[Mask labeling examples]
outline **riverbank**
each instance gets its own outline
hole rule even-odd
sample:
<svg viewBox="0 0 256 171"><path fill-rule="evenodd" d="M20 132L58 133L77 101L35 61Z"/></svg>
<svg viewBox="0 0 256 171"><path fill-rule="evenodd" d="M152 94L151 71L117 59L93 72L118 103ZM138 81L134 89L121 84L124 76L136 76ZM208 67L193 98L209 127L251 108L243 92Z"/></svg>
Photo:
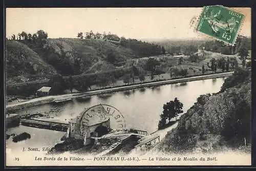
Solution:
<svg viewBox="0 0 256 171"><path fill-rule="evenodd" d="M92 91L87 92L42 97L29 100L26 101L18 102L15 104L7 105L6 108L6 113L14 112L16 110L29 108L33 106L49 103L54 101L61 100L68 98L74 98L75 97L78 97L93 96L103 93L110 93L114 92L130 90L132 89L139 89L146 87L158 86L166 84L176 83L179 82L193 81L200 80L203 79L226 77L231 75L233 74L233 72L229 72L226 73L221 73L213 74L201 75L198 76L194 76L187 78L183 78L172 79L172 80L168 80L164 81L160 81L153 82L144 83L135 85L122 86L120 87L116 87L116 88L107 89L104 90Z"/></svg>

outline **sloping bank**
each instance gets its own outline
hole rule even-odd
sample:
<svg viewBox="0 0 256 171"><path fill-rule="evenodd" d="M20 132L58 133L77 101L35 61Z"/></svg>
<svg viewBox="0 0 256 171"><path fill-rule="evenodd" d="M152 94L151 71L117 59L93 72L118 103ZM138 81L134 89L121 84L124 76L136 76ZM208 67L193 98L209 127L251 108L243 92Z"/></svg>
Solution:
<svg viewBox="0 0 256 171"><path fill-rule="evenodd" d="M158 148L170 153L250 152L250 77L247 72L235 73L219 93L200 96Z"/></svg>
<svg viewBox="0 0 256 171"><path fill-rule="evenodd" d="M170 83L175 83L179 82L184 82L188 81L196 81L203 79L217 78L221 77L226 77L231 75L233 72L229 72L226 73L213 74L210 75L201 75L198 76L194 76L188 78L183 78L172 80L168 80L164 81L160 81L157 82L145 83L142 84L139 84L136 85L131 85L127 86L122 86L117 88L92 91L86 93L80 93L76 94L73 94L70 95L63 95L58 96L51 96L51 97L46 97L44 98L34 99L29 100L24 103L17 103L12 105L8 105L6 106L6 112L7 113L14 112L15 111L27 108L29 108L33 106L42 105L46 103L50 103L53 101L56 100L57 98L58 100L65 99L68 98L75 98L77 97L82 97L86 96L93 96L100 94L109 93L115 92L122 91L125 90L129 90L135 89L142 88L145 87L158 86L160 85L167 84Z"/></svg>

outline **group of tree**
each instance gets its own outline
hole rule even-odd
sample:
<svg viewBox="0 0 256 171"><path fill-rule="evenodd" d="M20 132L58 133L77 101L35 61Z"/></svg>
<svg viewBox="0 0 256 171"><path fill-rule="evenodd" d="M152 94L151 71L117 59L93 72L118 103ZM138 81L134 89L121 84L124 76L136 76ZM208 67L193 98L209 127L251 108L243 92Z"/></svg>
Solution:
<svg viewBox="0 0 256 171"><path fill-rule="evenodd" d="M187 69L181 69L179 70L178 67L173 67L170 70L170 77L175 76L176 78L179 76L185 77L188 74Z"/></svg>
<svg viewBox="0 0 256 171"><path fill-rule="evenodd" d="M136 39L126 39L121 37L120 45L132 49L138 57L158 55L165 53L164 47Z"/></svg>
<svg viewBox="0 0 256 171"><path fill-rule="evenodd" d="M175 120L177 120L179 115L183 112L183 104L180 102L177 97L174 101L170 101L164 104L163 106L163 113L160 115L158 129L163 129L166 126L167 120L169 121L167 124L170 122L172 118L175 118Z"/></svg>
<svg viewBox="0 0 256 171"><path fill-rule="evenodd" d="M167 50L168 52L172 55L180 55L183 54L185 55L190 55L198 51L198 47L193 44L180 46L172 46Z"/></svg>
<svg viewBox="0 0 256 171"><path fill-rule="evenodd" d="M94 33L92 30L91 30L89 32L84 33L84 34L81 32L79 32L77 34L77 37L82 39L107 39L116 41L119 41L120 40L118 36L115 34L112 34L110 32L108 34L105 32L104 32L102 34L98 32Z"/></svg>
<svg viewBox="0 0 256 171"><path fill-rule="evenodd" d="M17 40L25 40L36 42L37 41L41 41L48 37L48 35L47 32L44 30L40 30L35 33L27 33L25 31L22 31L17 35L13 34L11 36L11 39Z"/></svg>
<svg viewBox="0 0 256 171"><path fill-rule="evenodd" d="M138 57L150 56L165 54L166 51L163 46L147 42L138 40L136 39L126 39L124 37L119 37L115 34L105 32L103 34L97 32L94 34L91 30L89 32L81 32L77 34L77 37L80 39L96 39L113 40L120 42L120 45L124 47L130 48L135 52Z"/></svg>
<svg viewBox="0 0 256 171"><path fill-rule="evenodd" d="M154 79L157 68L160 64L160 62L154 58L150 58L145 63L145 70L151 72L151 79Z"/></svg>
<svg viewBox="0 0 256 171"><path fill-rule="evenodd" d="M202 45L204 50L216 52L221 52L225 55L234 54L239 52L243 47L251 49L251 41L249 37L239 35L233 46L225 45L218 40L208 41Z"/></svg>
<svg viewBox="0 0 256 171"><path fill-rule="evenodd" d="M239 52L239 55L240 56L240 59L242 60L242 65L243 68L245 68L246 64L246 58L249 56L249 51L248 49L245 47L242 47Z"/></svg>
<svg viewBox="0 0 256 171"><path fill-rule="evenodd" d="M250 71L248 69L241 67L236 68L234 74L225 80L225 82L221 87L220 92L223 92L227 89L245 82L247 79L248 79L250 76Z"/></svg>

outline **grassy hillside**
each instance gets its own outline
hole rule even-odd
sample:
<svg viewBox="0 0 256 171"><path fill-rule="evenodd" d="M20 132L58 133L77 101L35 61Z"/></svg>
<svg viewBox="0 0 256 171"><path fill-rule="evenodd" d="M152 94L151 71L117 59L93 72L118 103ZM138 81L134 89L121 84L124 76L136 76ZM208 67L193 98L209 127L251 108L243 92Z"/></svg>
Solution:
<svg viewBox="0 0 256 171"><path fill-rule="evenodd" d="M48 39L40 49L26 43L62 75L114 69L134 56L130 49L101 39Z"/></svg>
<svg viewBox="0 0 256 171"><path fill-rule="evenodd" d="M7 80L24 82L57 73L65 76L114 70L127 67L126 61L134 57L131 49L101 39L48 39L41 44L7 40Z"/></svg>
<svg viewBox="0 0 256 171"><path fill-rule="evenodd" d="M178 153L230 148L250 151L251 83L250 72L240 69L225 80L220 92L200 96L159 149Z"/></svg>
<svg viewBox="0 0 256 171"><path fill-rule="evenodd" d="M56 73L37 53L16 40L6 41L6 61L7 81L42 79Z"/></svg>

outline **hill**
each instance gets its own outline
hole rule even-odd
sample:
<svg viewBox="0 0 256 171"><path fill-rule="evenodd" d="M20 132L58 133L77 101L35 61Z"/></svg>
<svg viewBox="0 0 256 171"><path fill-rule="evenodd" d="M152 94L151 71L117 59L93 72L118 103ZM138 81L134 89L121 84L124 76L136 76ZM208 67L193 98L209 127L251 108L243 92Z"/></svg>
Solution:
<svg viewBox="0 0 256 171"><path fill-rule="evenodd" d="M250 72L239 69L219 93L200 96L181 116L176 130L158 145L159 149L178 153L208 154L230 148L250 151L251 83Z"/></svg>
<svg viewBox="0 0 256 171"><path fill-rule="evenodd" d="M16 40L8 40L6 41L6 47L7 81L44 79L49 75L56 73L52 66L24 44Z"/></svg>
<svg viewBox="0 0 256 171"><path fill-rule="evenodd" d="M8 82L24 82L116 69L119 63L135 57L129 48L101 39L47 39L6 41ZM125 67L125 62L123 67Z"/></svg>

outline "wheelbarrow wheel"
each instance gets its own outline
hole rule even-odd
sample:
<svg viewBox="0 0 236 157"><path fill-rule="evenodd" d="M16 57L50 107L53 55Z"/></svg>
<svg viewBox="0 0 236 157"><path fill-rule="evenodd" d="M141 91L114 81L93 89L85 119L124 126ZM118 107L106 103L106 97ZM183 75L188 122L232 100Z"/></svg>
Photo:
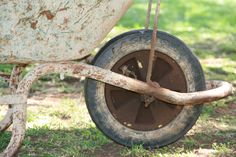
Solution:
<svg viewBox="0 0 236 157"><path fill-rule="evenodd" d="M150 30L124 33L109 41L92 64L145 81L151 35ZM205 90L201 65L191 50L170 34L159 31L157 36L151 79L178 92ZM168 104L92 79L86 80L85 98L97 127L125 146L171 144L192 128L202 108Z"/></svg>

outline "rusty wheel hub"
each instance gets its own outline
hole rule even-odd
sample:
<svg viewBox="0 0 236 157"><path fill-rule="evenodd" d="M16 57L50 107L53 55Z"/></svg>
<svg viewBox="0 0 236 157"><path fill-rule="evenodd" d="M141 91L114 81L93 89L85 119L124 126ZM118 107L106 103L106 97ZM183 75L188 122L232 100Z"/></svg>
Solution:
<svg viewBox="0 0 236 157"><path fill-rule="evenodd" d="M120 59L111 70L145 82L149 53L149 50L133 52ZM157 56L152 71L152 81L158 82L164 88L187 92L185 76L179 65L161 52L158 52ZM108 84L105 87L105 98L114 118L121 124L140 131L164 127L183 109L182 106L168 104Z"/></svg>

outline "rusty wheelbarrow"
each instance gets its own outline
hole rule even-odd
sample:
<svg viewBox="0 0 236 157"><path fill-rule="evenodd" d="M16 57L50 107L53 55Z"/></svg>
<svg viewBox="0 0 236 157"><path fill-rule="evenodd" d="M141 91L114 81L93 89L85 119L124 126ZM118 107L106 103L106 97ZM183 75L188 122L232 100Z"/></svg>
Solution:
<svg viewBox="0 0 236 157"><path fill-rule="evenodd" d="M53 73L87 78L85 97L97 127L112 140L132 146L162 147L187 133L203 103L232 94L232 85L205 81L196 56L178 38L146 29L110 40L91 64L82 62L131 6L132 0L0 2L0 63L14 64L11 94L0 131L12 123L12 138L1 156L13 156L26 129L28 92L33 82ZM22 79L27 65L35 64Z"/></svg>

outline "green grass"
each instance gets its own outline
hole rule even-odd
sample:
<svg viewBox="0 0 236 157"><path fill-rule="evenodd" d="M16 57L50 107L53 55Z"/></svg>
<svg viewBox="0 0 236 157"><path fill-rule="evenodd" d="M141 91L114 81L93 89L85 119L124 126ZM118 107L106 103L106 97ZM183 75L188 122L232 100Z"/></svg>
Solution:
<svg viewBox="0 0 236 157"><path fill-rule="evenodd" d="M145 24L147 0L135 0L133 7L105 41L122 32L141 29ZM176 35L194 51L207 79L223 79L236 85L236 1L162 1L159 29ZM154 15L154 9L152 12ZM153 20L152 20L153 22ZM10 65L0 71L10 72ZM203 108L191 131L168 147L145 150L126 148L105 137L87 112L81 83L46 76L34 84L32 93L78 93L77 99L61 97L55 104L28 108L27 133L19 156L235 156L236 95ZM0 117L4 109L0 110ZM10 132L0 133L0 152Z"/></svg>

**WHAT IS BEING ASKED:** Rewrite the part that opens at the start of the material and closes with the line containing "91L87 92L42 97L29", replacing "riverbank" with "shoreline" and leaving everything else unchanged. Leave the picture out of your output.

**RIGHT ANSWER:**
outline **shoreline**
each instance gets its own outline
hole rule even-odd
sample:
<svg viewBox="0 0 256 171"><path fill-rule="evenodd" d="M20 132L58 133L77 101L35 61Z"/></svg>
<svg viewBox="0 0 256 171"><path fill-rule="evenodd" d="M152 94L151 71L117 59L93 72L118 103ZM138 81L134 89L121 84L124 76L136 76ZM208 67L193 98L209 127L251 108L243 92Z"/></svg>
Photo:
Solution:
<svg viewBox="0 0 256 171"><path fill-rule="evenodd" d="M92 91L87 92L42 97L29 100L26 101L18 102L15 104L7 105L6 108L6 113L14 112L16 110L29 108L33 106L49 103L54 101L61 100L68 98L74 98L75 97L78 97L93 96L103 93L110 93L114 92L130 90L132 89L139 89L146 87L158 86L166 84L176 83L179 82L193 81L200 80L203 79L226 77L231 75L233 74L233 72L229 72L226 73L221 73L213 74L201 75L198 76L194 76L187 78L183 78L172 79L172 80L168 80L164 81L160 81L153 82L144 83L135 85L122 86L120 87L116 87L116 88L107 89L104 90Z"/></svg>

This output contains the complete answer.